_EXCERPT PROVIDED_
● ● ● ●

Sony Pictures suffered one of the largest cyber attacks in history, with attackers having stolen no less than 100 terabytes of sensitive data, including employees’ personal details and current and future business-related information, crippling the company’s internal network in the process. Even though the corporation was hit in late November, the attack was apparently planned for months, with Bloomberg having learned more details about how hackers might have operated.

FROM EARLIER: How hackers hacked Sony

The publication has talked to security specialists from Trend Micro and McAfee, who revealed that hackers might have had access to Sony’s internal network months before carrying out the actual attack. Furthermore, the hackers apparently used a significantly customized version of a known virus, which was acquired from the black market and then modified to deliver a certain kind of attack.

● ● ● ●

Data for grounding objects from natural-language descriptions:

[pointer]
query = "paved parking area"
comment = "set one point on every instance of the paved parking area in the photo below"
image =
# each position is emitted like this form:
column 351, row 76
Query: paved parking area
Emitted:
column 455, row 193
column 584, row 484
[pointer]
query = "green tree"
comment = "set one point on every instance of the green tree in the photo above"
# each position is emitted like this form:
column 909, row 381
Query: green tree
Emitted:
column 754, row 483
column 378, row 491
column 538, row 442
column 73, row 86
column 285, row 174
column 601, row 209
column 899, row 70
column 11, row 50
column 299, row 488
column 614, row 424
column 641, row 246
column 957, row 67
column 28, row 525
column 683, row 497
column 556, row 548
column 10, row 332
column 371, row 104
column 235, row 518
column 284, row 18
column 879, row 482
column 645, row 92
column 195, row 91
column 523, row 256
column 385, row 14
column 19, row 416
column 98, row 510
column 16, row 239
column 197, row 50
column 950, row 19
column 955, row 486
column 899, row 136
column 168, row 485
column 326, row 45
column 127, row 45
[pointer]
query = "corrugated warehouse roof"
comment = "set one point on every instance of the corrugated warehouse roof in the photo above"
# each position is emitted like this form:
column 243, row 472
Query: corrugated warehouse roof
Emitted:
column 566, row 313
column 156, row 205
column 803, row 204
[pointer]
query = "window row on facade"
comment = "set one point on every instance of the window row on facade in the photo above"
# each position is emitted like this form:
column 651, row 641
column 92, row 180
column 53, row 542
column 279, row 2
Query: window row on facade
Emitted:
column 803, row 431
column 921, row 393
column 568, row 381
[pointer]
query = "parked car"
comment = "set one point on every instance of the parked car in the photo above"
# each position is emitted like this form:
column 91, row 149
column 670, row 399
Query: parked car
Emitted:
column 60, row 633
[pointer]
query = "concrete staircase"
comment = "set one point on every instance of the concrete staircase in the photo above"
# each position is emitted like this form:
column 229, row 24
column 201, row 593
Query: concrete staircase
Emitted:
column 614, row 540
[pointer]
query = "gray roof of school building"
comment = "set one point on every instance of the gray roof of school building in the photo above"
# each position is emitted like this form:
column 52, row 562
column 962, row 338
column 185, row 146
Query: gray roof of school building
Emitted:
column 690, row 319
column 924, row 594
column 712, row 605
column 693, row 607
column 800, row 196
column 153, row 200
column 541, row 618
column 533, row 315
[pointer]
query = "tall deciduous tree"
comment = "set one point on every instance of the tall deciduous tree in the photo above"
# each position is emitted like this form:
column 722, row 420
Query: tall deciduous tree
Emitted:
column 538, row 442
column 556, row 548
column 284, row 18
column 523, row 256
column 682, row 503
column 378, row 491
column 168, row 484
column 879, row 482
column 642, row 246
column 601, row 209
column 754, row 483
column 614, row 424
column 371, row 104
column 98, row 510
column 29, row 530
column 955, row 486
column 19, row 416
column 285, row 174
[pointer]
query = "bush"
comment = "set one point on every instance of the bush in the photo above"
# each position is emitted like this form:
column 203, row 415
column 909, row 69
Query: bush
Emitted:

● ● ● ●

_TASK SET_
[a] Answer these questions from the Sony Pictures hack article:
(i) How much data did the attackers steal?
(ii) Which two companies' security specialists did the publication talk to?
(iii) Where was the known virus acquired before it was modified?
[b] Write the next part of the Sony Pictures hack article, picking up after its last sentence.
The rows are not needed for any of this.

_TASK ANSWERS_
[a]
(i) No less than 100 terabytes.
(ii) Trend Micro and McAfee.
(iii) The black market.

[b]
“They were probably in the system for months,” Trend Micro security evangelist Masayoshi Someya told Bloomberg. “One thing that’s very unique about the malware is that it had a payload with a particular time bomb-type capability.”

The virus, called WIPALL, works as a backdoor to an affected network, allowing access to intruders while being undetected.

Once it’s activated, the program initiates a 10-minute countdown, and “cloned minions disable security software, gain access to hard drive and network storage on all the infected computers, while also trying to log into any connected networks.”

When time is up, all the data is erased from computers and users see a static image of a red skeleton, along with a “Hacked by #GOP” message.